Image-grounded pointing data:
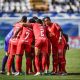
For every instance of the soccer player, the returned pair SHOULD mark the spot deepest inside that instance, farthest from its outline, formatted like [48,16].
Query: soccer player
[24,44]
[62,59]
[41,44]
[13,42]
[4,61]
[54,34]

• Exercise directions
Set down the entries above word for word, but drop any image.

• The completed task
For every instance of the soccer player, the returned pair SHOULD mark the spot deepest inside that instance, farthest from its outline, formatted like [48,16].
Query: soccer player
[24,44]
[62,59]
[41,44]
[13,42]
[4,61]
[54,34]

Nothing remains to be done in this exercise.